» **Selected excerpt**:
Not bothered about retaining my inserts (truly) but I wanted to correct a point which I think is misleading ie ... Carthage was fighting a battle with Syracuse for control of Sicily, not its alliance; that's partly why they didn't take Rome seriously.
Umm. Well, I could argue that in reality Carthage was trying to place its faction in control rather than actually conquer the place, but having established our point of difference, how would you feel about "More broadly both sides wished to control the city of Syracuse …"?


I am ducking the issue of war aims and strategic values. Let me know if you would like me to come back on them.


  • Ships leaving aside why I need to know knots, then km, then mph, I don't understand the significance of the speed; why did that make them more seaworthy? Speed and ramming - that I get but it doesn't appear. And the 'reconstructions' are guesses, so even if I agreed the information on ship design was accurate, why I should care? Facts and detail need a 'So what,' otherwise they're irrelevant.

» **Job A**: In the Carthage discussion, why does the commenter writing about ships question whether the ship details belong in the text? Answer in one to three sentences.
» **Job B**: Reproduce the Carthage discussion from "I am ducking" to "otherwise they're irrelevant." without any changes.
» **Job C**: Write the next part of the Carthage discussion, picking up after its final sentence.

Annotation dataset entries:
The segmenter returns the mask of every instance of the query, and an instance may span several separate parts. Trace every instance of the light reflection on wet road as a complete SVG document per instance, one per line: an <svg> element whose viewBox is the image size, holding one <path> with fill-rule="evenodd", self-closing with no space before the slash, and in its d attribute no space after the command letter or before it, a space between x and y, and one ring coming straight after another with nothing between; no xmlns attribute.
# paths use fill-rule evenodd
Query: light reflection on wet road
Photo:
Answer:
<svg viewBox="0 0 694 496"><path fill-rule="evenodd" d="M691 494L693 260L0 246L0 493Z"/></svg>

» **Written reply A**: The commenter says facts and detail need a "So what," otherwise they are irrelevant. The text never explains why speed made the ships more seaworthy, the link between speed and ramming does not appear, and the reconstructions are only guesses.

» **Written reply B**:
I am ducking the issue of war aims and strategic values. Let me know if you would like me to come back on them.


  • Ships leaving aside why I need to know knots, then km, then mph, I don't understand the significance of the speed; why did that make them more seaworthy? Speed and ramming - that I get but it doesn't appear. And the 'reconstructions' are guesses, so even if I agreed the information on ship design was accurate, why I should care? Facts and detail need a 'So what,' otherwise they're irrelevant.

» **Written reply C**:
I fear that we simply disagree on this. A fact relevant to, or bearing on, a part of the article should be included for its own sake. That's what an encyclopedia does. It seems to me that pushing your argument a little further would obviate the entire need for Wikipedia.
Don't fear disagreement :). What I'm arguing for is relevance to the reader. There may be many reasons why ship speeds are relevant - but tell me why it's significant. At the moment, its not clear to me.
I'm a reader. The article refers to galleys with oars. Right, I can grasp that; I took the family out in a row boat last bank holiday in the local park. So I have a really good idea of the speed and endurance of the vessels propelled by oars.
Each article on a mechanically propelled ship will state its speed and endurance both in the infobox and early in the text. It is important context for the reader.
Similarly we have these things called "fives" ramming and boarding each other. Without some information on size, I am not sure how the reader would be able to visualise, or even make any sense of, the details of the battle.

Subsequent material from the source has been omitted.